__What you need to do__. If a record holds a picture, drop the picture and repeat everything else word for word.

__Provided material__.
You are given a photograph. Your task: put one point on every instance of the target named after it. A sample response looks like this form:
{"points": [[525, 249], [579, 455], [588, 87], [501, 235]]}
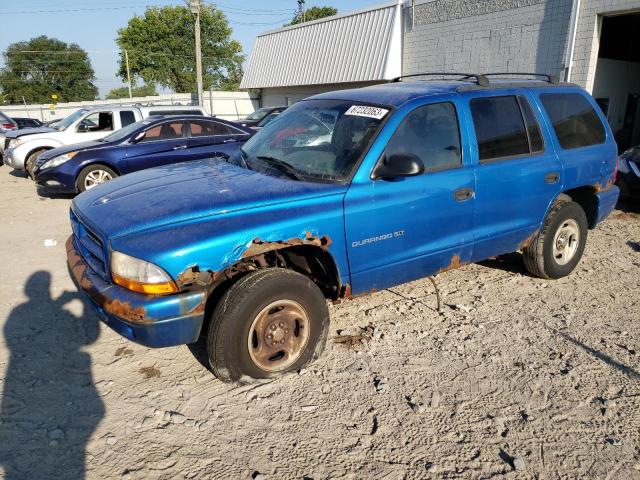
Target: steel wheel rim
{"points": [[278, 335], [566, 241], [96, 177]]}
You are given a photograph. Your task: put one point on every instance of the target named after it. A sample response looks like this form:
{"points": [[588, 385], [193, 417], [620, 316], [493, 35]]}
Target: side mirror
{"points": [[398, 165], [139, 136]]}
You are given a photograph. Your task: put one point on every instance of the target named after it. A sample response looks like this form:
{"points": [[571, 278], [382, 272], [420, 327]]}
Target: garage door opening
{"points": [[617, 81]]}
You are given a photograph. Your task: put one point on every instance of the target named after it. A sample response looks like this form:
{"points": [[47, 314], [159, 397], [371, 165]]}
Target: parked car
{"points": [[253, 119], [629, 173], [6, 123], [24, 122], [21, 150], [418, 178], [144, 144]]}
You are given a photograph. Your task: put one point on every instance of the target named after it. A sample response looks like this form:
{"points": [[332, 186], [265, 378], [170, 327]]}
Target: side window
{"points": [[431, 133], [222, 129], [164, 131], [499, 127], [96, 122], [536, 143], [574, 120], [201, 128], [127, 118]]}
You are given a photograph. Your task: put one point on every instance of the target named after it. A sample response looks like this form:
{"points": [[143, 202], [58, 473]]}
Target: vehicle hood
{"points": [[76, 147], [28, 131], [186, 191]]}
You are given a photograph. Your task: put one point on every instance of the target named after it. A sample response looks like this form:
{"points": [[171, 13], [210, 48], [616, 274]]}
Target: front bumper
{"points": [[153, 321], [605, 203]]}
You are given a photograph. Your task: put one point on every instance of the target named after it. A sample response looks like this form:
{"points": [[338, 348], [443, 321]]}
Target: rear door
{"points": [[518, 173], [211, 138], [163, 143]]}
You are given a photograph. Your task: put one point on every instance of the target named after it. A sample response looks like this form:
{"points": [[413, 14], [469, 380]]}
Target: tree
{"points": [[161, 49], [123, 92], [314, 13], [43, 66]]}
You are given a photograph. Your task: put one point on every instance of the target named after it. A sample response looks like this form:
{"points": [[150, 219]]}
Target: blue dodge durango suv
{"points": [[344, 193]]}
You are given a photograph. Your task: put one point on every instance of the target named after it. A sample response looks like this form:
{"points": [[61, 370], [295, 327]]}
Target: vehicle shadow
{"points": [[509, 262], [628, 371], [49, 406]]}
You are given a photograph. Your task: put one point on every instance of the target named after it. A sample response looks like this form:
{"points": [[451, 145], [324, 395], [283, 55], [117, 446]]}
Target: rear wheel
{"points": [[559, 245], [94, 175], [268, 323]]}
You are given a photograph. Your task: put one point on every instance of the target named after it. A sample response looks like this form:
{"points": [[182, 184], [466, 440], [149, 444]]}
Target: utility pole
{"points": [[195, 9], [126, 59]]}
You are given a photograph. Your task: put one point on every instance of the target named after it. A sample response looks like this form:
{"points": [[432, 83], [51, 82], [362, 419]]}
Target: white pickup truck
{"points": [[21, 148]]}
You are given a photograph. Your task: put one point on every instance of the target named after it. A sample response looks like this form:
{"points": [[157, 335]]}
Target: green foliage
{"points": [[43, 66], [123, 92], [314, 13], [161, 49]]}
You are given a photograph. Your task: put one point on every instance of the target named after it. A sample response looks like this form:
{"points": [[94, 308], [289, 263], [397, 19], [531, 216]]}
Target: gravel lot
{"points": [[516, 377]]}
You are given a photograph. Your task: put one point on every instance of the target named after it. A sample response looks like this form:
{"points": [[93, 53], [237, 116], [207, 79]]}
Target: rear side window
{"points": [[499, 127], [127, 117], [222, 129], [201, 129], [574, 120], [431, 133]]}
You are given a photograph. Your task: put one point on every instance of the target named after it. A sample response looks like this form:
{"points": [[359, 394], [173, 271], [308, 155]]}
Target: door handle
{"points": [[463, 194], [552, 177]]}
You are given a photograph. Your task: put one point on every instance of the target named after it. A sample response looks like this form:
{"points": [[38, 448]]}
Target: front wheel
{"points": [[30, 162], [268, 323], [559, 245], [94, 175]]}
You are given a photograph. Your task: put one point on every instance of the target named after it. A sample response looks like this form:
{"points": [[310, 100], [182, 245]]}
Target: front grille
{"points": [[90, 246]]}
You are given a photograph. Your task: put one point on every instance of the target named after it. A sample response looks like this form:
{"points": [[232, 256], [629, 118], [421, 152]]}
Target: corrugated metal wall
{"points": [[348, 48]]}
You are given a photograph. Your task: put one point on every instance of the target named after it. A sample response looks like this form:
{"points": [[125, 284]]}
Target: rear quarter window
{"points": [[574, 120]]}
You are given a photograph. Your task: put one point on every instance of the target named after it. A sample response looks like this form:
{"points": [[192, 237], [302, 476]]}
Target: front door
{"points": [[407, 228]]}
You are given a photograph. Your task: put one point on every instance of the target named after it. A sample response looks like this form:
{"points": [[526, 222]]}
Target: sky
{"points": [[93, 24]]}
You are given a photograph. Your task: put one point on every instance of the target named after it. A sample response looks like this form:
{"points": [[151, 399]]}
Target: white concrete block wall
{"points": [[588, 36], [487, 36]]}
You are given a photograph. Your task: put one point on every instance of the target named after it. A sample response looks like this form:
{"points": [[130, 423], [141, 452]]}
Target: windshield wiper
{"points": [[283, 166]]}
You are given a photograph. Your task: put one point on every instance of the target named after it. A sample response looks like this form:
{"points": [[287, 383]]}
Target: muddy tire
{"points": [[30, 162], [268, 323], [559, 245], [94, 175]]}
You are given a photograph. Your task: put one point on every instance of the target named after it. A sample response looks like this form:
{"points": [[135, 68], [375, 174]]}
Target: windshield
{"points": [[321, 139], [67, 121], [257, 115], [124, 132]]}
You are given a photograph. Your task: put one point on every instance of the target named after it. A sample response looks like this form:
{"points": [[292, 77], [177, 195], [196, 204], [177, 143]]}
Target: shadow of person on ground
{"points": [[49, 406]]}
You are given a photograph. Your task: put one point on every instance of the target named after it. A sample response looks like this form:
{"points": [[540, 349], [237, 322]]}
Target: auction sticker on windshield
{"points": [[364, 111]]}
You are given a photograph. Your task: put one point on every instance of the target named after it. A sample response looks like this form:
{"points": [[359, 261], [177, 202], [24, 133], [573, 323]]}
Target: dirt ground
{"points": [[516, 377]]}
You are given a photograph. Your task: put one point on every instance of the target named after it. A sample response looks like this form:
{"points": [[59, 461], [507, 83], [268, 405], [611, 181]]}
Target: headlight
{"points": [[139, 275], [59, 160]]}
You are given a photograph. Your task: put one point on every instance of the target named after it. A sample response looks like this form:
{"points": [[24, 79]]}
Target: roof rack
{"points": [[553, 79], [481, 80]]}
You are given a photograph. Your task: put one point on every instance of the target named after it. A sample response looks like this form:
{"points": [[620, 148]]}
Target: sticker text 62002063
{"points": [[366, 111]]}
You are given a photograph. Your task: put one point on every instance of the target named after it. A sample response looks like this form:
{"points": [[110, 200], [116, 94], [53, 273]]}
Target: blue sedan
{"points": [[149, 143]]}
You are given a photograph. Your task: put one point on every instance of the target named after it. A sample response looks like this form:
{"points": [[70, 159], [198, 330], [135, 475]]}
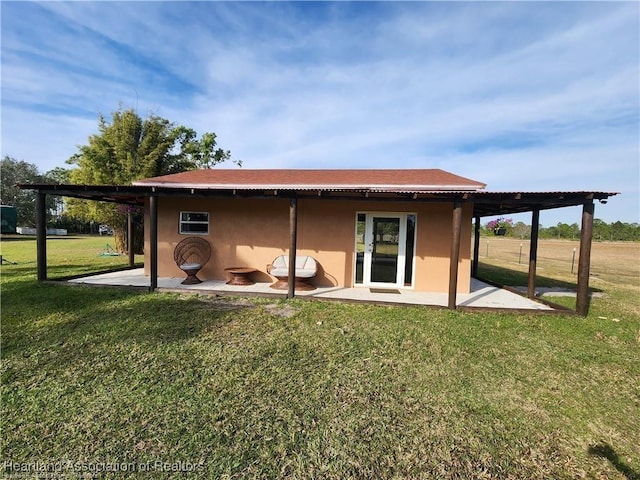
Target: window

__Finished task__.
You are given a photograph. Your task: put one point on every instance of the target named after it. A sample response looks like this form:
{"points": [[525, 249], [579, 455], [588, 87], [501, 235]]}
Target: steel wheel rim
{"points": [[278, 335], [566, 241], [96, 177]]}
You are given a photograph. Your task: put one point on every instance of the target named after it. A sample response looks like this form:
{"points": [[588, 385], [193, 417], [620, 316], [493, 35]]}
Target: side mirror
{"points": [[398, 165], [139, 136]]}
You are given a photograph. Your task: put one point on every instance of the target named after it. A sample response looks like this form:
{"points": [[571, 278], [382, 272], [420, 327]]}
Target: garage door opening
{"points": [[617, 81]]}
You are given a photograph. Your task: put one point on every instance of the target named after it. A sample response looks like this form:
{"points": [[47, 314], [159, 397], [371, 165]]}
Target: parked car
{"points": [[253, 119], [629, 173], [6, 123], [24, 122], [21, 150], [418, 178], [144, 144]]}
You are given a photograph. Your task: put one point on every instance of the target named after it. A sample response looks like this form:
{"points": [[332, 186], [265, 378], [170, 327]]}
Target: side window
{"points": [[431, 133], [222, 129], [164, 131], [499, 127], [96, 122], [536, 143], [574, 120], [201, 128], [127, 118]]}
You are given a photograph. Your task: put one point on every instance of the target named after it. A sample response looks like this form:
{"points": [[143, 202], [58, 473]]}
Target: vehicle hood
{"points": [[76, 147], [28, 131], [186, 191]]}
You are given a photograph. Your task: put one point on every instance of the target named after it. A sample response looks like this form:
{"points": [[171, 13], [210, 48], [616, 274]]}
Target: front bumper
{"points": [[153, 321], [605, 203]]}
You are given a photograph. Your task: put one point on every instance of the target named after it. A sample response looks like this form:
{"points": [[338, 348], [443, 321]]}
Target: rear door
{"points": [[518, 173], [211, 138], [163, 143]]}
You are given a photograph. Your task: put one point on every instance of the target named after it. A sample response looks like this form:
{"points": [[413, 14], [469, 380]]}
Target: tree
{"points": [[161, 49], [123, 92], [314, 13], [43, 66]]}
You are given a photograph. Your task: put one point on every instance of the target named after it. A sample response looks like this form:
{"points": [[150, 219]]}
Target: blue dodge durango suv
{"points": [[344, 193]]}
You are given a photograph. Your task: put one point on every instance of the target named after it. A sample response looks like this form:
{"points": [[61, 370], [295, 327]]}
Target: vehicle shadow
{"points": [[509, 262], [628, 371], [49, 406]]}
You are given a photograph. Your task: put one point on every instance of the target named after it. A sample response looks like this form:
{"points": [[451, 145], [324, 395], [283, 55], [117, 446]]}
Target: rear wheel
{"points": [[559, 245], [94, 175], [268, 323]]}
You are given a photograph. Your task: put one point on every instance of the target named after it. A sample response looks like this form:
{"points": [[182, 184], [466, 440], [149, 444]]}
Target: utility pole
{"points": [[195, 9], [126, 59]]}
You are given a photograph. Your task: put one point on every instance of the target named after it. A sample response looks like this form:
{"points": [[432, 83], [51, 82], [362, 419]]}
Target: white pickup truck
{"points": [[21, 148]]}
You are given a photograph. Your task: put one point on every instance of the target named after it. A sample response looks like this form:
{"points": [[157, 335]]}
Target: green foliage
{"points": [[43, 66], [123, 92], [314, 13], [161, 49]]}
You are given a photograph. Your task: put one point on every instance of the target named after it. A sample response looks like this form:
{"points": [[94, 308], [289, 263], [397, 19], [531, 216]]}
Target: gravel lot
{"points": [[516, 377]]}
You are given a photograph. Your task: put one point on every instance of the target named after it. A sample response looks like this form:
{"points": [[93, 53], [237, 116], [207, 79]]}
Target: rear side window
{"points": [[499, 127], [127, 117], [222, 129], [201, 129], [574, 120], [431, 133]]}
You are given a photograph. Your task: put one point on every instance of the target named after it. A sample response looks like this form:
{"points": [[359, 394], [173, 271], [308, 155]]}
Target: door handle
{"points": [[463, 194], [552, 177]]}
You are given a photograph. Your task: put one point on every instance of the target named after it. A sample response looks like this form:
{"points": [[38, 448]]}
Target: front wheel
{"points": [[30, 162], [268, 323], [559, 245], [94, 175]]}
You are given a photograph. Your task: put one point on every instance of the target named after it. A sample response looks like this form:
{"points": [[310, 100], [182, 245]]}
Target: front grille
{"points": [[90, 246]]}
You are given a photograph. Your task: put one point on every instance of the target named after it. A sample response looks like this form:
{"points": [[232, 256], [629, 118], [421, 152]]}
Target: corrugated metal wall
{"points": [[348, 48]]}
You are given a photograph. Your task: put one point on every instance of the target named after it. A sample response looks like this form:
{"points": [[125, 284]]}
Target: rear quarter window
{"points": [[574, 120]]}
You are given a photograph. Your task: put one point on every instance of the target named after it. A sample response looks like this form:
{"points": [[192, 237], [302, 476]]}
Target: front door
{"points": [[407, 228]]}
You are given a photograph. Your task: put one point on every instance of the target named after it. A sample response looks like this form:
{"points": [[526, 222]]}
Target: sky
{"points": [[93, 24]]}
You are given a photograph. Your task: put one point on every instance of the target named after it. A sample response looks like this form:
{"points": [[151, 399]]}
Target: white concrete block wall
{"points": [[588, 36], [487, 36]]}
You are given a photograph. Your task: put one point on every instance of the target named after it. A sample response looks like this form:
{"points": [[130, 423], [141, 452]]}
Target: windshield wiper
{"points": [[283, 166]]}
You are given a photograph. Your task: put one point on every instance of the target named after it. A sample response looks like this form:
{"points": [[287, 383]]}
Target: muddy tire
{"points": [[30, 162], [268, 323], [559, 245], [94, 175]]}
You are given a photograph. Your task: put one point on every instance of the target named after it. A sample response looks like this form:
{"points": [[135, 68], [375, 174]]}
Target: windshield
{"points": [[321, 139], [67, 121], [257, 115], [124, 132]]}
You are given a photograph. Your task: put one point on every instance of the target named after it. A sample response looks like this form:
{"points": [[292, 77], [177, 195], [196, 204], [177, 143]]}
Target: shadow of person on ground
{"points": [[49, 406]]}
You are given a photograph. Your task: put one point on every instance of the target named after it. A sample response looks like this form:
{"points": [[540, 349], [237, 322]]}
Target: auction sticker on windshield
{"points": [[364, 111]]}
You are given a photograph. Your task: put one point on every instance of the target named after it. A sample response looks like this form:
{"points": [[359, 261], [177, 202], [24, 133], [573, 323]]}
Target: dirt ground
{"points": [[516, 377]]}
You are given a photograph. Your task: put one point on every instance of the target named after it. A sample response looks like this form:
{"points": [[59, 461], [507, 83], [268, 405], [611, 181]]}
Target: headlight
{"points": [[139, 275], [59, 160]]}
You are given a photograph. Your task: put one point on every instance of the target named after it. A sample response looks like this form:
{"points": [[24, 79]]}
Target: roof rack
{"points": [[553, 79], [481, 80]]}
You are given a photograph. Your task: put one point on every instance of the target named after it. A sample response looks like this form:
{"points": [[620, 148]]}
Target: sticker text 62002063
{"points": [[366, 111]]}
You are given a photograph. Your task: put one point on every instance of the target named after it. A sample response looks like this form:
{"points": [[110, 200], [116, 94], [53, 273]]}
Target: blue sedan
{"points": [[149, 143]]}
You are given a photograph. Your task: put one point on every instance of the target named after it. A sample response looks like this form:
{"points": [[70, 159], [198, 330], [135, 475]]}
Target: window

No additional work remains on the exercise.